## 任务说明 1
统计列表中含有字符串“dirt”的行数，只写出数字。
## 任务说明 2
请接着介绍 Mist AI 原生运维的这段文字最后一句往下续写。

## 所给文字
****************

在此页面上
AI 原生运维概述
总结 本主题介绍瞻博网络 Mist™ 门户中人工智能原生运维功能的优势。
如果您的工作涉及故障排除、调查用户投诉或跟踪网络性能,您会发现借助瞻博网络 Mist 门户中的人工智能原生运维 (AIOps) 功能,所有这些任务都会变得更加轻松。
AIOps 嵌入到瞻博网络 Mist 中,让您的 IT 运营团队能够掌控和管理分布式网络的所有复杂性。Mist AI 应用大数据、分析和机器学习功能,智能地筛选网络信息,以查明事件并识别指示潜在问题的模式。Mist AI 还可以诊断问题的根本原因并建议措施。
这些功能缩短了故障排除所花费的时间,使您能够采取主动措施以确保积极的用户体验。无需再猜测事件的范围。不再需要大海捞针式地搜索日志文件来确定根本原因。再也不用费力重现问题,即可捕获数据包。
什么是 AIOps?
AIOps, short for AI for IT operations, is a term that encompasses technology, platforms, and processes designed to enhance experiences for both IT operators and end users.
By leveraging AI and machine learning, AIOps can contextualize vast amounts of telemetry and log data across an organization's IT infrastructure in real time or near realtime. This contextual data, combined with historical information, generates actionable insights essentially with deep knowledge of the IT domain. AIOps provides a real-time analysis and recommends or executes next steps to streamline processes.
This significantly boosts efficiency and productivity for IT teams by automating manual tasks, improving Network performance, and strengthening security postures. It's an investment in performance analysis, anomaly detection, and event correlation, enabling proactive identification and resolution of performance-impacting events. For IT teams, this means reduced downtime, fewer costly outages, and quicker incident responses.
That's AI Opsin 60 seconds.
10 分钟故障排除视频演示
在此演示中,您将了解如何使用“监控”页面、Marvis 操作和 Marvis 查询语言进行故障排除。
Hey, this is Joel at Juniper Networks. And in this video, I'm going to show you how to troubleshoot wireless and wired problems on your network using the Mist cloud. Now, in this case, we've got a network that's deployed using Mist access points and Juniper switches, and all those access points and switches are reporting data up to the Mist cloud that we can use to troubleshoot problems.

****************

## 所给信息
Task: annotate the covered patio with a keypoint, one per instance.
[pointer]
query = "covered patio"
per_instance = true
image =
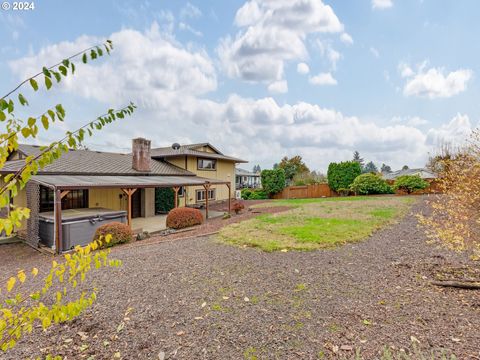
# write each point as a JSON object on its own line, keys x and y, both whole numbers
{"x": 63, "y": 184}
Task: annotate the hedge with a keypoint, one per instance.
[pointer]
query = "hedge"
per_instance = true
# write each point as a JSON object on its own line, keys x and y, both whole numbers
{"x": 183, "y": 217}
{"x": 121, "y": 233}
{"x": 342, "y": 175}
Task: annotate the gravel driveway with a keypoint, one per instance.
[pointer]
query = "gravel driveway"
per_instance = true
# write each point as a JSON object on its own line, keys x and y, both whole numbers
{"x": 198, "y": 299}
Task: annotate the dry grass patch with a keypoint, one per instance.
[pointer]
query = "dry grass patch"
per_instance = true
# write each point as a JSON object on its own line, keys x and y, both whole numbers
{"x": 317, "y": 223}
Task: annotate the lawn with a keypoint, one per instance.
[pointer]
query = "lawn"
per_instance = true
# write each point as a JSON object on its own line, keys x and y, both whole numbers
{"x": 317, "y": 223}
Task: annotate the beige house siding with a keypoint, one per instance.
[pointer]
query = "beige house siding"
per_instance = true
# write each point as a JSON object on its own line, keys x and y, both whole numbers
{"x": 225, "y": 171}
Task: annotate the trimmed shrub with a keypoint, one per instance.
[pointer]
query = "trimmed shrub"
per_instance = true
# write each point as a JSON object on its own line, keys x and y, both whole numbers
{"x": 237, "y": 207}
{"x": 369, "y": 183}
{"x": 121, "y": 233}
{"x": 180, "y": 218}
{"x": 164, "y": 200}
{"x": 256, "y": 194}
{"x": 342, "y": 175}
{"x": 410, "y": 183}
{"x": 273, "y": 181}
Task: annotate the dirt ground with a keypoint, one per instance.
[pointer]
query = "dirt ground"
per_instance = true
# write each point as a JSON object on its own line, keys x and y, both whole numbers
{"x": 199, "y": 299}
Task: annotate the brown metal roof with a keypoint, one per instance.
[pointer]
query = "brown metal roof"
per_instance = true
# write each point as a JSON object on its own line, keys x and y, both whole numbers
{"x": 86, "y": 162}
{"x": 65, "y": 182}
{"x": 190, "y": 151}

****************

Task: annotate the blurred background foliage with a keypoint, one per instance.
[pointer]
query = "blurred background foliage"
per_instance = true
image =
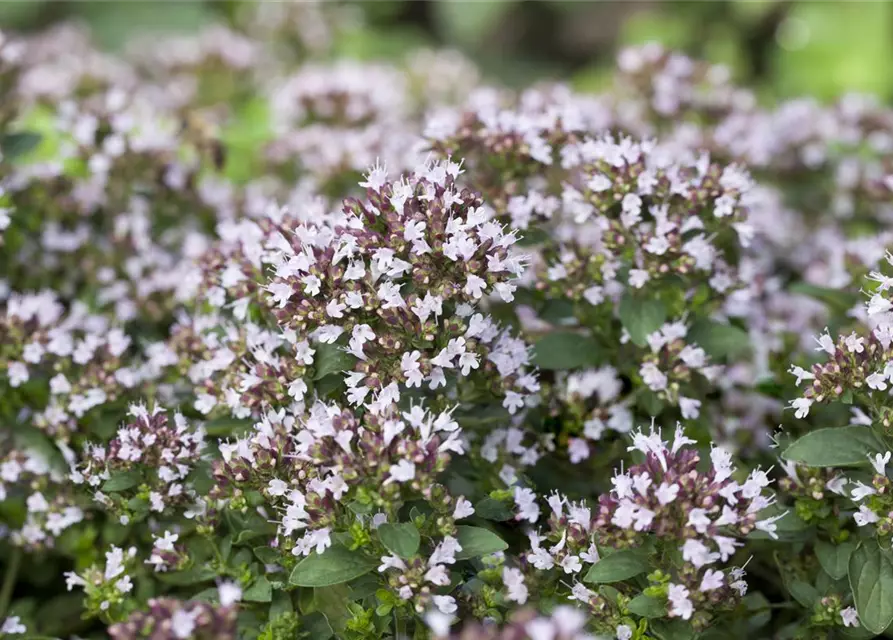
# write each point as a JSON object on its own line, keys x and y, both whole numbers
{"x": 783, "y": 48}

****************

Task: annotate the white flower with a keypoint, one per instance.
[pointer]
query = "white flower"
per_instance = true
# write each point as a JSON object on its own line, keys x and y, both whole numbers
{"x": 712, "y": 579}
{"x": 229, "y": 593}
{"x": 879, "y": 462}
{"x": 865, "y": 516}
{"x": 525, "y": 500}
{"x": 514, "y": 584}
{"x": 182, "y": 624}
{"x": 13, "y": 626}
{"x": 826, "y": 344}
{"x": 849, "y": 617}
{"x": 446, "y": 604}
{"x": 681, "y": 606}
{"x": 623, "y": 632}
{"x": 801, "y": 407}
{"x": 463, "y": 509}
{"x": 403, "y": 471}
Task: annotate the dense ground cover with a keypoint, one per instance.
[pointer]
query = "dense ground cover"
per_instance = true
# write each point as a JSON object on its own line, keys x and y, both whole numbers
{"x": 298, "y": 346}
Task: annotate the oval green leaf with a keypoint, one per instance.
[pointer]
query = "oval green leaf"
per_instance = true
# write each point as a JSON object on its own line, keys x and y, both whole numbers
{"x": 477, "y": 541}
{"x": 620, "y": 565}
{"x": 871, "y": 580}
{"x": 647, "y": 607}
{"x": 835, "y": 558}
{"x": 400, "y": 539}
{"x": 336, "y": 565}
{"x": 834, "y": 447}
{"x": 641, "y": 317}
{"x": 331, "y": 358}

****************

## 最终结果 1
2

## 最终结果 2
So let's come up with a scenario. Let's say that you've just received a phone call or a support ticket from a teacher who has class that's starting in just a few minutes, and they have a device that's critical for the class that they can't get connected to the wireless network, and so they need you to fix this problem, and you know that you have a relatively short time span to get this resolved because class is starting really soon. So the first place that you might look is you might come to the monitor view in the Mist dashboard, and you might look at the service level expectations or SLEs for short.
Basically, these service level expectations are here to help you understand whether the users on your network are having a good experience or not, and the way that we do this is that we measure over 150 unique client states. We look at all these different states that a wifi device can be in to help you understand what's going on with that client and to help you understand network-wide what the experience looks like for all the users. For example, we measure how long it takes devices to get connected on the network.
That's both for the wired side and the wireless side that counts both sides of the network. We look to see how often things are able to get successfully connected to the network coverage, roaming performance, throughput capacity, and so on and so forth. So let's say that, uh, let's say that you want to find this problem.
So one way that you might be able to do this is that if the teacher says that they aren't able to get connected to the network, you might first look at the successful connect service level expectation. Now for the last seven days worth of data, we're looking at a seven day time span right now. We've seen a 73% success rate.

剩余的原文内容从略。